*Texte extrait:*
**********

    - forgerons, métallurgistes : ils manient les métaux, tirés du monde souterrain où vivent les démons et esprits inférieurs.

    - barbiers, médecins, bourreaux parce qu'ils sont en contact avec le sang ou les cadavres, d'où ils peuvent tirer certaines substances pour la préparation des poudres et des filtres magiques

    - bergers : ils vivent en contact permanent avec la nature, et en connaissent les secrets. Ils peuvent détenir leur pouvoir des fées et autres esprits intermédiaires qui hantent les prés, les sources, les grottes

    - guérisseurs : ils peuvent être suspects, tout comme les personnes qui font habituellement le bien, car "qui peut le bien, peut le mal".

    - prêtres : ils peuvent lire les livres saints à rebours pour faire le mal. On les croit capables de commander aux éléments, et d'attirer la grêle, la foudre, les orages sur un village qu'ils veulent châtier.

    - prêtres et séminaristes défroqués : "ils ont abandonné le Bon Dieu pour servir le Diable".
    - matrones qui président aux naissances

    - habilleurs de morts

    - prostituées. Par extension : toute femme trop coquette est suspecte d'attirer le diable. La femme qui se peigne semble dans quelques régions douée du mauvais œil à ce moment précis

    - colporteurs : ils vendent les mauvais livres, amulettes et remèdes inquiétants

    - chanvreurs, cordiers, qui tissent la corde du pendu

    - tisserands : qui tissent le suaire des morts

    - tailleurs, souvent bossus, inaptes au travail de la terre

    - musiciens, vielleux, cornemuseux : qui mènent le bal, et excitent par leurs chansons les jeunes à la débauche

    - les hommes des bois tels que

    • fendeurs (souvent assimilés aux franc-maçons) qui vivent dans la forêt, considérée comme un monde hostile par le paysan
    • charpentiers, menuisiers
    • gardes-chasses, braconniers, meneurs de meute: ils ont la maîtrise des animaux sauvages, ennemis du paysan, et peuvent en outre acquérir le mauvais œil en soutenant le regard des animaux qui fascinent leur proie.
    • taupiers : ils détruisent les taupes, animaux redoutables, caricatures démoniaques des hommes ou fées métamorphosés (la patte de la taupe ressemblant effectivement à une petite main humaine).
**********
*Données d'ancrage d'expressions référentielles:*
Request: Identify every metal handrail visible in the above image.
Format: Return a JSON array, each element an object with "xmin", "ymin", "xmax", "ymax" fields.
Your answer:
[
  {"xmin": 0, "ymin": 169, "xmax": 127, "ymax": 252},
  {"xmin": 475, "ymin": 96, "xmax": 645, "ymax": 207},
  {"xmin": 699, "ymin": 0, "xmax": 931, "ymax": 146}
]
**********
*Questions d'étude:*
(a) Dans le texte extrait, recopiez le passage commençant par "- barbiers, médecins, bourreaux" et allant jusqu'à "qu'ils veulent châtier.", en remplaçant "guérisseurs" par "rebouteux".
(b) Quels métiers le texte extrait range-t-il parmi les hommes des bois ?
(c) Les affirmations suivantes concordent-elles avec le texte extrait ? (i) Les bergers peuvent tenir leur pouvoir des fées. (ii) Les tailleurs sont présentés comme aptes au travail de la terre. (iii) Les fendeurs vivent dans les villages.

*Corrigé des exercices:*
(a)
- barbiers, médecins, bourreaux parce qu'ils sont en contact avec le sang ou les cadavres, d'où ils peuvent tirer certaines substances pour la préparation des poudres et des filtres magiques

    - bergers : ils vivent en contact permanent avec la nature, et en connaissent les secrets. Ils peuvent détenir leur pouvoir des fées et autres esprits intermédiaires qui hantent les prés, les sources, les grottes

    - rebouteux : ils peuvent être suspects, tout comme les personnes qui font habituellement le bien, car "qui peut le bien, peut le mal".

    - prêtres : ils peuvent lire les livres saints à rebours pour faire le mal. On les croit capables de commander aux éléments, et d'attirer la grêle, la foudre, les orages sur un village qu'ils veulent châtier.

(b) fendeurs, charpentiers, menuisiers, gardes-chasses, braconniers, meneurs de meute, taupiers

(c)
(i) Oui : « Ils peuvent détenir leur pouvoir des fées et autres esprits intermédiaires »
(ii) Non : « tailleurs, souvent bossus, inaptes au travail de la terre »
(iii) Non : « qui vivent dans la forêt »